··· TEXT TO READ

April 20, 2024

The Future of Computing: The ISE (“eyes”) Have It

Recently thanks to a colleague I’ve been playing around with iPython. iPython is an interactive version of Python that many people are beginning to use to teach Python, to create and run simulations and visualizations, and to just generally have a richer environment within which to work while coding. This investigation led me to Xiki, which is both similar in some ways and different in others. But I would like to suggest that both of these, and likely more such tools, are creating an entirely new paradigm for computing.

This is because rather than being segregated at any one moment in the operating system or a specific programming language, the doors have been completely blown off. Within one environment, what I am generically calling Integrated Systems Environments (ISE, pronounced “eyes”), you have access to everything. Not only that, but your activity is automatically recorded as a “notebook” that can be edited and shared.

Assistant Prof. Philip Guo at the University of Rochester has a fairly good description of the benefits of the iPython Notebook, as well as some suggested improvements in the environment. But it’s likely not easily apparent how different these new kinds of environments are until you experience it yourself.

The benefits of teaching a programming language in such an integrated environment are readily apparent. No popping out of your command line interpreter to explore the filesystem. Having the ability to write a block of code, test it out, make corrections and try it again until you get it right — all while the code is automatically stored in a notebook that you can easily refer to again. I can’t imagine code being taught any other way in the future.

······
··· DATA PROVIDED

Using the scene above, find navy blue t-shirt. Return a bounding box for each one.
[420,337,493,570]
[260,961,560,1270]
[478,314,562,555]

······

> **TASKS TO CARRY OUT**:
[a] In the essay on the future of computing, at which university is Philip Guo an assistant professor?
[b] Update the essay on the future of computing: write out everything from "The benefits of teaching" down to "in the future.", swapping "command line interpreter" for "terminal window".
[c] Carry the essay on the future of computing forward from its final sentence.

> **WRITTEN RESPONSES**:
[a] The University of Rochester.

[b]
The benefits of teaching a programming language in such an integrated environment are readily apparent. No popping out of your terminal window to explore the filesystem. Having the ability to write a block of code, test it out, make corrections and try it again until you get it right — all while the code is automatically stored in a notebook that you can easily refer to again. I can’t imagine code being taught any other way in the future.

[c]
But these new kinds of environments aren’t just for programming teachers and their students. Where they really got their start was with data visualization — where you want to pull in some data and run some routines against the data and plot the result. The “notebook” environment is particularly well suited to this kind of interaction as years of MATLAB users discovered.

ISE uses need not stop there, however. I’ve found it to be an increasingly compelling environment within which to try out chunks of code that may find their way into a more traditional monolithic program. Or not. In some cases I can stay completely within the warm arms of my ISE, and not even think about exiting to the shell prompt. In fact, I’m beginning to think the shell prompt is so last century.

So get out there and try it out. Then come back here and let me know what you think. Do you think this will be as big as I think it will be?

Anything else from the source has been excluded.